*TASKS AND EXERCISES*:
[a] Answer these questions using the commentary on Friedman's climate column:
(i) What policy does it say The New York Times has?
(ii) In which of Friedman's columns, by date, is the alternative laid out?
(iii) Which meeting number does it say is openly planned to fail?
[b] From the commentary on Friedman's climate column, quote the passage starting at "When the need" and ending at "or exceptionalist delusions.".

*EXTRACT*:
○ ○ ○ ○ ○

In some corner of the war-thinking complex there are undoubtedly theories already concocted to urge the space aliens to focus their attacks (as if beings that survived long enough to learn space travel would have the morality of Thomas Friedman) on China and Russia, the stupidity of which theories is really less than that of manufacturing, maintaining, and threatening to use nuclear weapons, which is less than that of excluding militaries entirely and much else besides from climate agreements that have failed for 25 meetings with meeting number 26 openly planned to fail.
The New York Times has a policy of not mentioning military contributions to climate destruction.
When the need to avoid too many more wars because of the priority of belatedly slowing the exacerbation of climate collapse catches up with Tom "Suck On This" Friedman, an alternative to global cooperation or the rule of law or a strong and fair and actionable treaty will emerge in his mind just as the world meets to take up those possibilities, and just as Congress makes clear its refusal to act. And that alternative, laid out in Friedman's November 1st column, is for the United States to act without Congress or the world, laying down a unilateral challenge by executive fiat leading all others and thereby creating a virtuous cycle, a beneficial competition, without in the least diminishing nationalism, competitiveness, hostility, mutual ignorance, or exceptionalist delusions.
The Friedman solution will not involve any changes in behavior, any scaling back of militarism or consumption or travel or carnivorism or destruction of ecosystems, but rather technological fixes alone, which could indeed work wonders in some sectors, but not in others -- including not in militarism, and which alone will not be enough, and which alone will not work without government action of a sort Friedman would oppose as too-China-like even if it saved millions -- action like the direct creation of non-military green jobs in huge numbers at living wages.

○ ○ ○ ○ ○

*PROVIDED MATERIAL*:
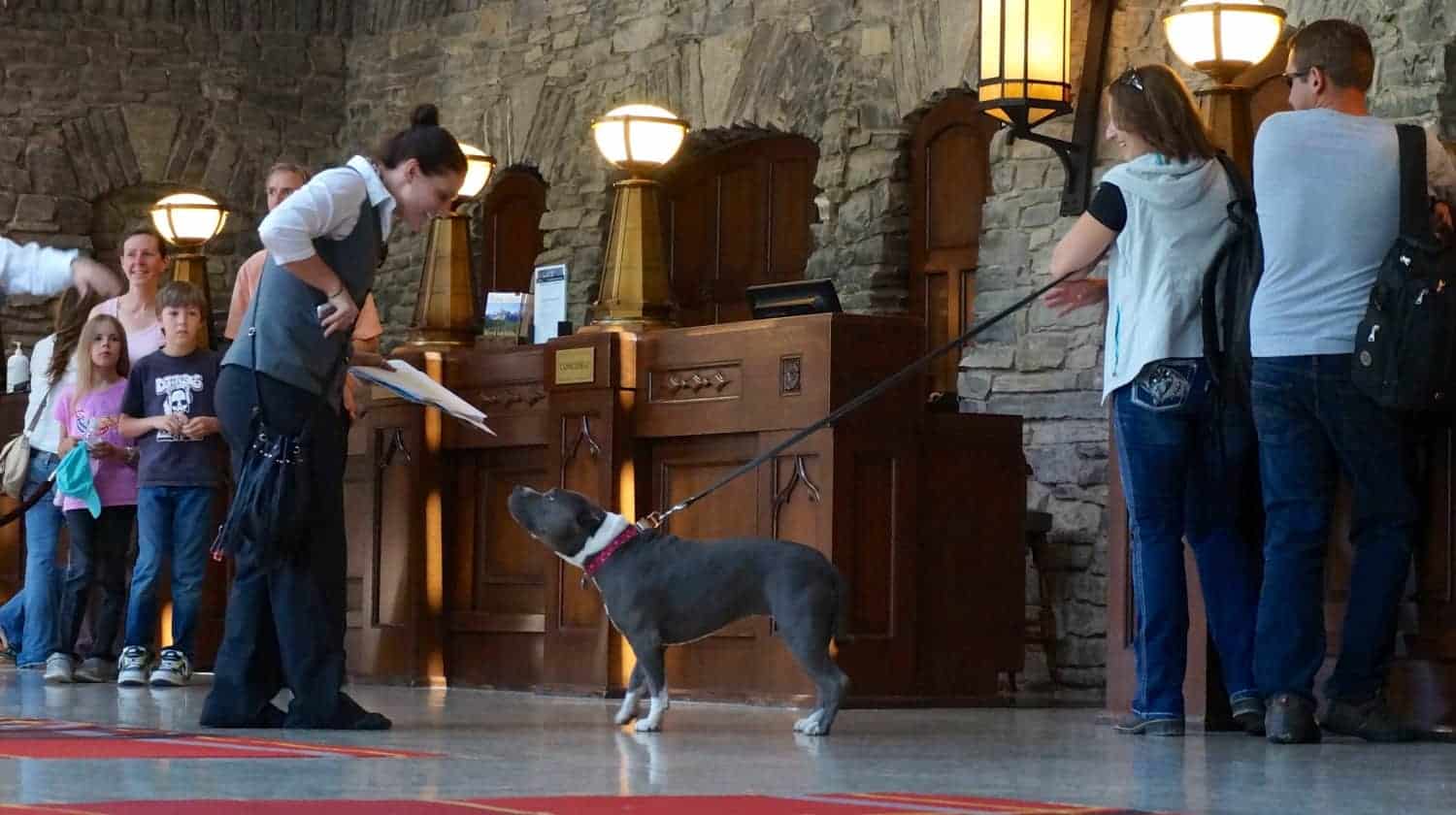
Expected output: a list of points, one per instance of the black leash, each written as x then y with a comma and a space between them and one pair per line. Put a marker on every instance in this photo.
654, 520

○ ○ ○ ○ ○

*OUTPUTS FOR THE TASKS*:
[a]
(i) A policy of not mentioning military contributions to climate destruction.
(ii) His November 1st column.
(iii) Meeting number 26.

[b]
When the need to avoid too many more wars because of the priority of belatedly slowing the exacerbation of climate collapse catches up with Tom "Suck On This" Friedman, an alternative to global cooperation or the rule of law or a strong and fair and actionable treaty will emerge in his mind just as the world meets to take up those possibilities, and just as Congress makes clear its refusal to act. And that alternative, laid out in Friedman's November 1st column, is for the United States to act without Congress or the world, laying down a unilateral challenge by executive fiat leading all others and thereby creating a virtuous cycle, a beneficial competition, without in the least diminishing nationalism, competitiveness, hostility, mutual ignorance, or exceptionalist delusions.